▸ OPDRACHT A: Hoe hoog waren volgens de tekst over de overheidsuitgaven de operationele lasten in 2000?
▸ OPDRACHT B: Zet de tekst over de overheidsuitgaven voort na de laatste zin ervan.

▸ GEGEVEN TEKST:
§

De berekening die op de vorige pagina voor Australië is beschreven, kan ook voor Nederland worden gedaan.

Het gaat hierbij om een berekening voor de gehele overheid, hiervan zijn de uitgaven aan salarissen drie tot vier maal zo groot als voor het openbaar bestuur. Er worden dan twee scenario’s doorgerekend.

 Een neutraal scenario, waarbij de operationele uitgaven in 2000 als uitgangspunt dienen. Deze worden constant gehouden en er wordt alleen gecorrigeerd voor inflatie (aankopen goederen en diensten en afschrijvingen) en loonkostenstijging (beloning werknemers);

 Een korting scenario, deze is bijna hetzelfde als het neutrale scenario. Echter nu wordt voor compensatie voor inflatie en loonkostenstijgingen eerst de begroting uit het voorgaande jaar met 1 procent gekort.

De resultaten zijn te vinden in onderstaande figuur.

Er is ook een realisatie weergegeven, dit is de werkelijke omvang van de uitgaven. Deze is een stuk hoger omdat nieuw beleid en veranderingen in ingezet beleid tot meer uitgaven hebben geleid.

Volgens het CBS (2012a) bedroegen in 2000 de overheidsuitgaven aan beloning € 40 miljard. Ervan uitgaande dat de operationele lasten 1,5 maal zo groot zijn, zijn die operationele lasten in 2000 dus € 60 miljard. In 2010 zijn de werkelijke operationele uitgaven (realisatie) gestegen tot bijna € 90 miljard, zie ook de tabel in Bijlage A.

In onderstaande figuur is dit weergegeven door de donkergroene stippellijn.

In het (beleids)neutrale scenario nemen de operationele uitgaven met € 18 miljard toe van € 60 naar € 78 miljard. Ieder jaar zijn de uitgaven aan beloning gecorrigeerd met de loonkostenstijging en de overige uitgaven met de inflatie. Dit is het blauwe vak in de figuur.

Door de begroting ieder jaar te korten met 1 procent (en daarna te corrigeren voor loon- en prijsstijgingen) is de toename maar € 11 miljard (namelijk € 71 miljard in 2010). Dit is het rode vlak in de figuur. Door de productiviteitskorting is de groei aan uitgaven met 40 procent verminderd, namelijk van € 18 miljard naar € 11 miljard. Als de output en de kwaliteit niet zijn veranderd is de efficiencywinst net zo groot.

§

▸ GETOONDE GEGEVENS:
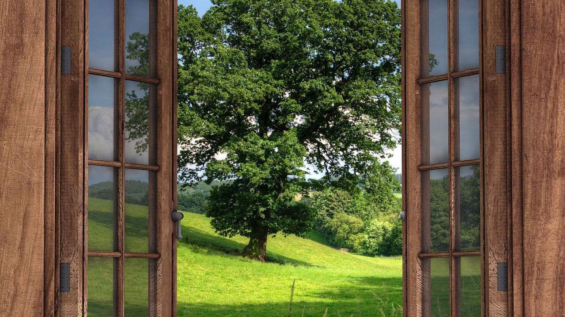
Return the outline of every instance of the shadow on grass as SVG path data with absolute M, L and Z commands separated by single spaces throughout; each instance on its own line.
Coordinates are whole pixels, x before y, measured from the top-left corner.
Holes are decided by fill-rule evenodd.
M 212 235 L 195 228 L 184 226 L 182 226 L 182 240 L 181 241 L 187 244 L 195 245 L 202 249 L 210 249 L 232 256 L 239 256 L 246 245 L 232 239 L 217 235 Z M 198 252 L 198 249 L 194 250 L 195 252 Z M 318 266 L 277 253 L 270 252 L 268 250 L 267 252 L 267 257 L 268 259 L 268 262 L 281 265 Z
M 327 317 L 401 317 L 402 315 L 401 288 L 386 285 L 402 285 L 402 279 L 360 279 L 357 283 L 376 282 L 380 284 L 355 285 L 338 288 L 334 291 L 304 293 L 295 290 L 292 317 L 322 317 L 327 309 Z M 383 286 L 384 285 L 385 286 Z M 302 293 L 302 296 L 296 294 Z M 290 296 L 290 294 L 289 294 Z M 242 294 L 245 296 L 245 294 Z M 316 300 L 313 297 L 320 298 Z M 245 300 L 245 298 L 242 298 Z M 221 304 L 188 302 L 178 299 L 179 317 L 286 317 L 289 302 Z
M 360 298 L 366 297 L 368 294 L 371 294 L 376 301 L 396 302 L 400 305 L 402 299 L 402 279 L 378 276 L 352 277 L 349 285 L 331 290 L 320 290 L 315 292 L 314 296 L 356 302 Z M 396 300 L 394 300 L 395 298 Z

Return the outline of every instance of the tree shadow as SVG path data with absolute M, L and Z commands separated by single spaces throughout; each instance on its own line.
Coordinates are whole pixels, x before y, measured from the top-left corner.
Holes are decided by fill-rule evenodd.
M 182 243 L 195 245 L 203 249 L 211 249 L 228 254 L 240 256 L 245 244 L 218 235 L 212 235 L 195 228 L 182 226 Z M 198 250 L 195 250 L 198 252 Z M 306 262 L 297 260 L 267 250 L 268 263 L 294 266 L 318 267 Z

§

▸ EINDRESULTAAT A: € 60 miljard.

▸ EINDRESULTAAT B:
Efficiencywinst door toepassing productiviteitskorting

Bron: Rekenmodel SEO Economisch Onderzoek, gebaseerd op CBS (2012a) en CBS (2012b) 50

55 60 65 70 75 80 85 90

2000 2001 2002 2003 2004 2005 2006 2007 2008 2009 2010

(x 1 MRD) Realisatie

Neutraal Korting

vernieuwd (79 procent). Als dit daadwerkelijk gebeurt, zonder dat er geïnvesteerd wordt in betere technologie of gesneden wordt in kapitaalgoederen, dan bestaat de efficiencywinst grotendeels uit arbeidsproductiviteitsstijgingen. In Zweden zijn de ervaringen minder positief. In een enquête onder managers in het openbaar bestuur zit de volgende vraag: hoe beïnvloedt de jaarlijkse productiviteitskorting de mogelijkheden van uw organisatie haar taken (in omvang en kwaliteit) uit te voeren. Het is niet verwonderlijk dat 60 procent van respondenten antwoordt dat zij hun taken minder goed kunnen uitvoeren door de productiviteitskorting. Managers in het bedrijfsleven hebben liever niet te maken met concurrenten die prijzen naar beneden drijven. De negatieve reactie op de productiviteitskorting van managers in het openbaar bestuur geeft aan dat ook zij liever niet worden geconfronteerd met minder middelen. Zij claimen dat de korting de uitvoering in de weg staat en dat de kwaliteit en omvang van de dienstverlening afnemen. In commentaren geeft men aan dat de productiviteitskorting niet de juiste prikkel geeft, te ondoordacht is en dat meer specifieke maatregelen succesvoller zijn (The Swedish Confederation of Professions, 2011).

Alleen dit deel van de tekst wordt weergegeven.